··· Records shown

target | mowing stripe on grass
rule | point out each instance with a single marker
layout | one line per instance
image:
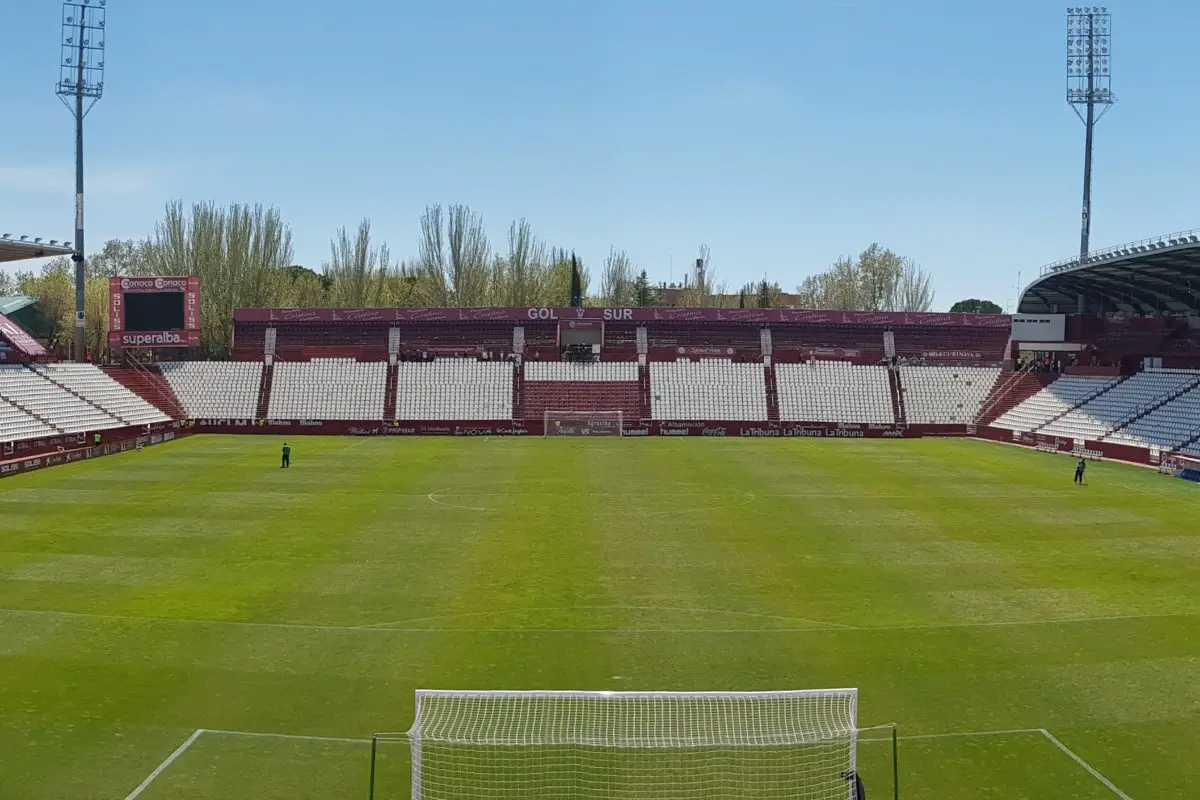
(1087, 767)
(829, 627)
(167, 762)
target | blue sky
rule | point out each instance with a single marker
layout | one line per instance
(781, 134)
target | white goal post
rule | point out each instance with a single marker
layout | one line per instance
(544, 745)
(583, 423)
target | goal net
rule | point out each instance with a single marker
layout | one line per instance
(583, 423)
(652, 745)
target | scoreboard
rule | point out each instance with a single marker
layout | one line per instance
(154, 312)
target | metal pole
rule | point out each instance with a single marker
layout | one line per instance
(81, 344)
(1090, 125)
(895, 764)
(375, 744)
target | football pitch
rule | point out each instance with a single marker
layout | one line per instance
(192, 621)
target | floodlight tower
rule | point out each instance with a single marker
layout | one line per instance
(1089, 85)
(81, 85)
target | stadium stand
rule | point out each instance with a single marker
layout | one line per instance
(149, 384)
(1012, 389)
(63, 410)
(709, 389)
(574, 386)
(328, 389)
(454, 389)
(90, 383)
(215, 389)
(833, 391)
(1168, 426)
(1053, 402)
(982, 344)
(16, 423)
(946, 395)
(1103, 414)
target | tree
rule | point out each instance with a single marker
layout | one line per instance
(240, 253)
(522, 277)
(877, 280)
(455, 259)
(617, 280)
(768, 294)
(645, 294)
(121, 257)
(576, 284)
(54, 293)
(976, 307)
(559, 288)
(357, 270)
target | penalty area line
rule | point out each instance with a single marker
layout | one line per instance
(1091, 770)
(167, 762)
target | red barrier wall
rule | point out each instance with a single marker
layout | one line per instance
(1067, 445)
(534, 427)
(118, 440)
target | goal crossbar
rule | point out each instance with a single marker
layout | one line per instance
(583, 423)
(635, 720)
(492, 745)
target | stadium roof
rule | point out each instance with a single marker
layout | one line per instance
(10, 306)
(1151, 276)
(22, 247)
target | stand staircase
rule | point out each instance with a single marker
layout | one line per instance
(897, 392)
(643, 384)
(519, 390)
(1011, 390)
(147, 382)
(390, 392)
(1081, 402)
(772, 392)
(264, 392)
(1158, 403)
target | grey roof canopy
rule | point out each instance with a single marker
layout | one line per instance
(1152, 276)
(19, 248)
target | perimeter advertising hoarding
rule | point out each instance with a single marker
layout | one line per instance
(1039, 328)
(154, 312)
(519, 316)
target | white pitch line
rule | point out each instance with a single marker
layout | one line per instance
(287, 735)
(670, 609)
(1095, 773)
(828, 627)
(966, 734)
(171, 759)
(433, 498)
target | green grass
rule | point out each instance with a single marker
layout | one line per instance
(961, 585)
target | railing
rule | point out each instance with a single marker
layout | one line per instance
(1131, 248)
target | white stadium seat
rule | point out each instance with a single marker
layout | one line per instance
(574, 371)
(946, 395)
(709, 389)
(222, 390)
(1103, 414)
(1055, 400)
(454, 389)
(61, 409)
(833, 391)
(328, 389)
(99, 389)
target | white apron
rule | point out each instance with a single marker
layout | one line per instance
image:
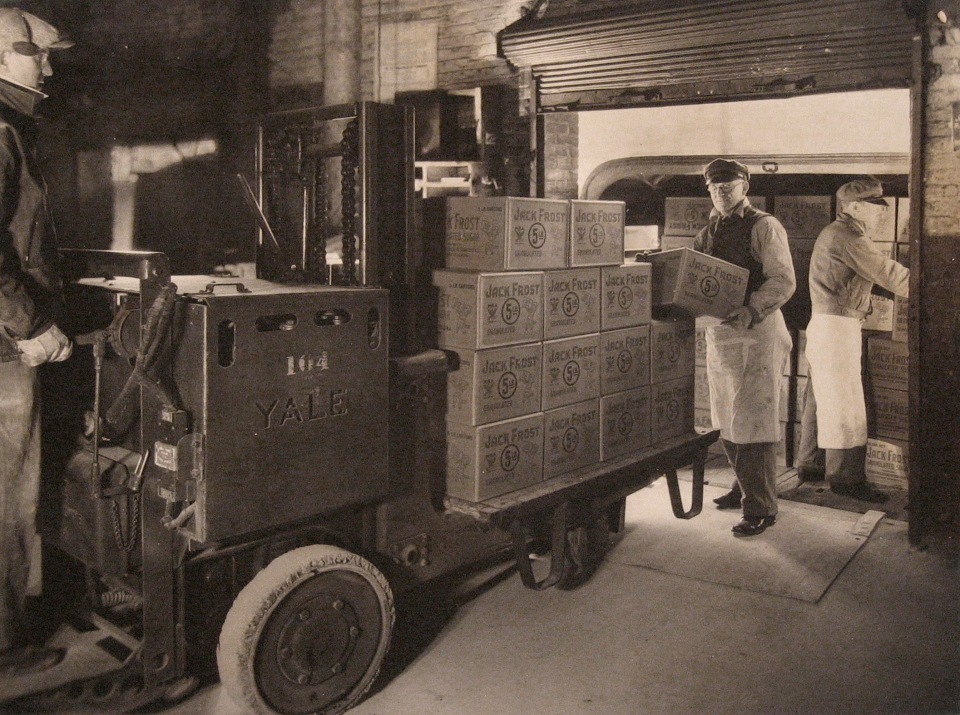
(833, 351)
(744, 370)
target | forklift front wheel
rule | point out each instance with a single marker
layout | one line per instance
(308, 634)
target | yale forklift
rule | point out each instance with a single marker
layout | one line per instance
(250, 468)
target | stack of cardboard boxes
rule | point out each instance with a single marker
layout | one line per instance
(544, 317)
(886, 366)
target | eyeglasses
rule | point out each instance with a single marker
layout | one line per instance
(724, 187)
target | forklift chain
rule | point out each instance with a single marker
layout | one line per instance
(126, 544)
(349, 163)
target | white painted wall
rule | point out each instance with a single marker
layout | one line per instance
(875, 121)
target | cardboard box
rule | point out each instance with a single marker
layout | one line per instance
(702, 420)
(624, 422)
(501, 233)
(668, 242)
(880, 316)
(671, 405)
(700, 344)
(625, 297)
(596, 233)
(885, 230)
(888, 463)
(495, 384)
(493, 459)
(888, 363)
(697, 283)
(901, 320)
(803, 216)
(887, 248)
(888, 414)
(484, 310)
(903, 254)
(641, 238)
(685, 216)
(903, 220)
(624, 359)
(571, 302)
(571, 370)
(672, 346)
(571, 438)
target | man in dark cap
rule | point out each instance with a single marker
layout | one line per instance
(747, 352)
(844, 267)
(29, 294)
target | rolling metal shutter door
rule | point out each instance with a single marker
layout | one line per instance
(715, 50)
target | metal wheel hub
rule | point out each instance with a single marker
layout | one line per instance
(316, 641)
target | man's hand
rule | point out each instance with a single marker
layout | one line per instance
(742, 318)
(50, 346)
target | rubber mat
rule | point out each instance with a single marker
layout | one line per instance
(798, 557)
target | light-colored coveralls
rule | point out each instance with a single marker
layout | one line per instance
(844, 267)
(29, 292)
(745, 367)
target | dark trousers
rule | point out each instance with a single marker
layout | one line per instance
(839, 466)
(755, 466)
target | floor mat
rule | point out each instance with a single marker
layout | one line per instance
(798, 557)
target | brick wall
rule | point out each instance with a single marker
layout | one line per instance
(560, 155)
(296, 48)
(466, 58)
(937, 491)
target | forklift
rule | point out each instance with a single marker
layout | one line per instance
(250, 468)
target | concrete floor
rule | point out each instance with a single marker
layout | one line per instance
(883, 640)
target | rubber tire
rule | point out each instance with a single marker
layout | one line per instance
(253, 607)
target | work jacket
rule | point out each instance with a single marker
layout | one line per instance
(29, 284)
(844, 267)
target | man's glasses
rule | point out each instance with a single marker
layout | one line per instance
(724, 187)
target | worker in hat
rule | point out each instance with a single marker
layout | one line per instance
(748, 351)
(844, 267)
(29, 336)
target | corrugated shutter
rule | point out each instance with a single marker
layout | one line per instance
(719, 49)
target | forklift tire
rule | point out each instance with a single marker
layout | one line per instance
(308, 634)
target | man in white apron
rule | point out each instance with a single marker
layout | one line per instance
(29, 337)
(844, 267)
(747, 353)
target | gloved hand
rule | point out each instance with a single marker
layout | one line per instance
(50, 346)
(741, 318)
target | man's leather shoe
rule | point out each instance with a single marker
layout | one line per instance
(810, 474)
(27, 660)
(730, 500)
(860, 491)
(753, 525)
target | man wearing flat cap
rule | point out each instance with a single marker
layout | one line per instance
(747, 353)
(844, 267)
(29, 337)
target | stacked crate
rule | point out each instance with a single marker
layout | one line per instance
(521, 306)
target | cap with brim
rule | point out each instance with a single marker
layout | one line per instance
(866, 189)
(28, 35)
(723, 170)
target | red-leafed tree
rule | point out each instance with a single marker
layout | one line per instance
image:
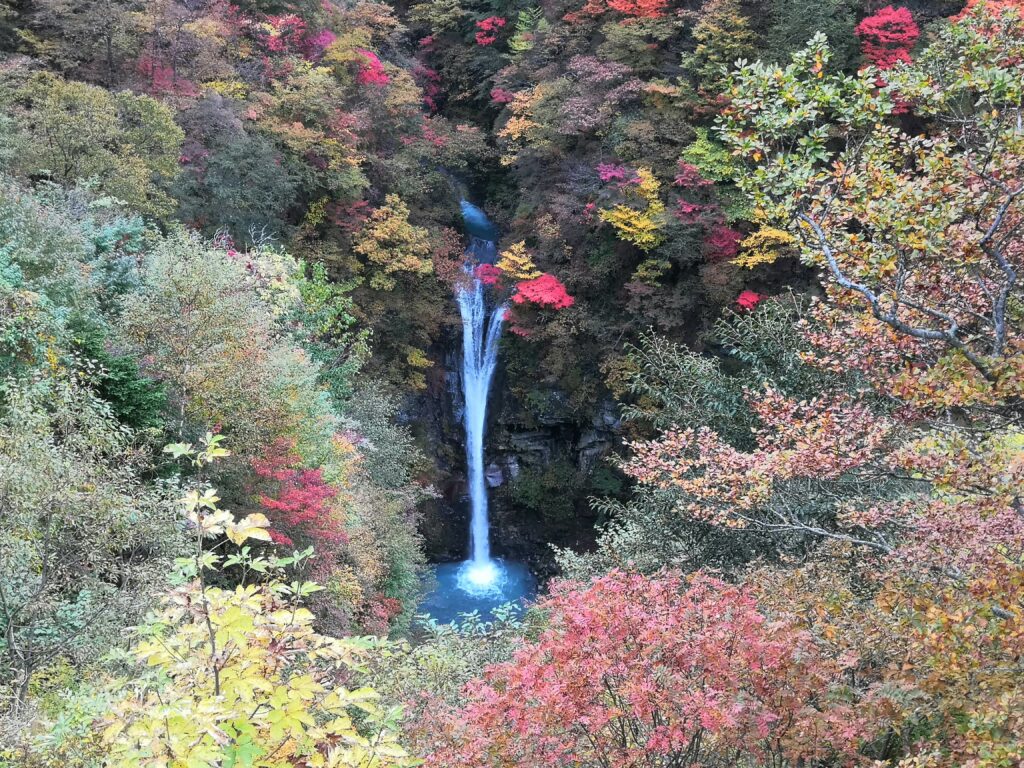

······

§ Goal
Copy out every line above word for word, but leave the pictures out.

§ Solution below
target | mowing stripe on grass
rule | point out each instance with a single marker
layout | one line per instance
image:
(1087, 767)
(829, 627)
(167, 762)
target | blue sky
rule | point out each instance with a single marker
layout | one line per instance
(781, 134)
target | white goal post
rule | point out each instance with a single marker
layout | one line per instance
(544, 745)
(583, 423)
target | goal net
rule | point out each instance with a single marker
layout | one line per instance
(583, 423)
(652, 745)
target | scoreboard
rule | point out each instance with a single marker
layout | one line per instance
(154, 312)
target | metal pole
rule | point out each instance with a single marker
layout | one line per instance
(81, 344)
(1090, 125)
(895, 764)
(375, 744)
target | football pitch
rule | point out each instance with a single marker
layout | one line per instance
(192, 621)
target | floodlight tower
rule | point out each instance with a single marker
layout | one line per instance
(1089, 85)
(81, 85)
target | stadium stand
rule | point out each instance with a single marker
layout | one line per instance
(149, 384)
(1012, 389)
(63, 410)
(709, 389)
(574, 386)
(328, 389)
(454, 389)
(90, 383)
(215, 389)
(833, 391)
(1168, 426)
(1053, 402)
(982, 344)
(16, 423)
(946, 395)
(1103, 414)
target | tree
rule | point out each instance with a single marker
layout | one line per instance
(240, 253)
(522, 277)
(877, 280)
(455, 259)
(617, 280)
(768, 294)
(645, 294)
(121, 257)
(576, 284)
(54, 293)
(976, 307)
(559, 288)
(357, 270)
target | penalty area line
rule | point out each instance with a single marker
layout | one line per instance
(1091, 770)
(167, 762)
target | red barrier wall
rule | point out each instance with a single marker
layout | one line per instance
(1067, 445)
(534, 427)
(118, 440)
target | goal crossbar
rule | point out each instance with a single marker
layout | one line per instance
(583, 423)
(635, 720)
(492, 745)
target | stadium roof
rule | point out each instance with a single marker
layout | one line per instance
(10, 306)
(1151, 276)
(22, 247)
target | stand staircase
rule | point out each instance with a single marker
layout | one line per instance
(897, 392)
(643, 384)
(519, 390)
(1011, 390)
(147, 382)
(390, 392)
(1081, 402)
(772, 392)
(264, 392)
(1158, 403)
target | grey roof canopy
rule | point out each instance with a single marker
layout | one line per instance
(1152, 276)
(19, 248)
target | perimeter advertising hoarding
rule | point out each instance with a single marker
layout | one line per instance
(1039, 328)
(154, 312)
(519, 316)
target | white pitch line
rule | point out each instance with a single marker
layout | one line per instance
(287, 735)
(670, 609)
(1095, 773)
(828, 627)
(966, 734)
(171, 759)
(433, 498)
target | green grass
rule | point out each instance with a single marker
layout | one line per instance
(961, 585)
target | railing
rule | point out each instance with a single marker
layout | one line per instance
(1131, 248)
target | white stadium seat
rule | point out each instance with a single marker
layout | one line per instance
(574, 371)
(946, 395)
(709, 389)
(222, 390)
(1103, 414)
(1055, 400)
(454, 389)
(61, 409)
(833, 391)
(328, 389)
(99, 389)
target | white apron
rule | point out each instance with a single marker
layout | one line per instance
image:
(833, 351)
(744, 370)
target | forklift front wheel
rule | point out each instance with a single marker
layout | one line per instance
(308, 634)
target | yale forklift
rule | point out each instance with a single marker
layout | one line per instance
(250, 468)
target | stack of cardboard boxes
rule | point out each instance with a single marker
layout | one line per instance
(544, 317)
(886, 366)
target | eyeglasses
rule | point out each instance with a single marker
layout | one line per instance
(724, 187)
target | forklift chain
rule | point out each instance with a single marker
layout | one line per instance
(126, 544)
(349, 163)
target | white painted wall
rule | point out each instance with a single marker
layout | one line per instance
(875, 121)
target | cardboard box
rule | point out each instance with a single marker
layout | one line per instance
(702, 420)
(624, 422)
(501, 233)
(668, 242)
(880, 316)
(671, 405)
(700, 344)
(625, 297)
(596, 233)
(885, 230)
(888, 463)
(495, 384)
(493, 459)
(888, 363)
(697, 283)
(901, 320)
(803, 216)
(887, 248)
(888, 414)
(484, 310)
(903, 254)
(641, 238)
(685, 216)
(903, 220)
(624, 359)
(571, 302)
(571, 370)
(672, 346)
(571, 438)
target | man in dark cap
rule | point out each instance with a single marker
layout | one line per instance
(747, 352)
(844, 267)
(29, 294)
target | rolling metal shutter door
rule | point out each instance with a single marker
layout | one line per instance
(715, 50)
target | metal wheel hub
rule | point out each instance with a single marker
layout | one line per instance
(316, 641)
target | man's hand
rule | point out each instance with a single marker
layout | one line per instance
(742, 318)
(50, 346)
target | rubber mat
rule | point out each instance with a single marker
layout | one line per instance
(798, 557)
target | light-colored coveralls
rule | point out each instance with a single marker
layout | one line per instance
(844, 267)
(29, 292)
(745, 367)
target | dark trousers
rule | point out each instance with a single marker
layout | one line per instance
(839, 466)
(755, 466)
target | floor mat
rule | point out each instance with a single marker
layout | one line per instance
(798, 557)
target | brick wall
rule | point out each instance with a single marker
layout | one line per instance
(560, 155)
(296, 48)
(466, 58)
(937, 491)
target | forklift
rule | point out each instance with a single marker
layout | one line per instance
(250, 468)
target | concrete floor
rule | point out each instance with a single marker
layout | one line per instance
(883, 640)
target | rubber tire
rule | point out each instance with a single marker
layout | one line per instance
(253, 607)
target | work jacket
rule | point out each instance with a single marker
layout | one line per instance
(29, 284)
(844, 267)
target | man's glasses
rule | point out each instance with a single marker
layout | one line per instance
(724, 187)
target | worker in hat
rule | point out each instance with a single marker
layout | one line per instance
(748, 351)
(844, 267)
(29, 336)
target | corrugated shutter
rule | point out each instance with a single marker
layout | one line per instance
(719, 49)
target | forklift tire
rule | point out each instance with a single marker
layout | one line per instance
(308, 634)
target | man in white apron
rule | point out each instance with a single marker
layout | one line per instance
(29, 337)
(844, 267)
(747, 353)
target | gloved hand
rule | point out each instance with a single marker
layout | one line per instance
(50, 346)
(741, 318)
target | man's leather shoe
rule | point out each instance with a single marker
layout | one line per instance
(810, 474)
(27, 660)
(730, 500)
(860, 491)
(753, 525)
target | man wearing flat cap
rule | point out each instance with a single marker
layout | one line per instance
(747, 353)
(844, 267)
(29, 337)
target | stacked crate
rule | point out each instance with a single marker
layout | one line per instance
(521, 306)
target | cap with brim
rule | point out each instance with a single marker
layout | one line per instance
(866, 189)
(28, 35)
(723, 170)
target | red-leafed tree
rule | point out each instance with a single marker
layout | one line per instance
image:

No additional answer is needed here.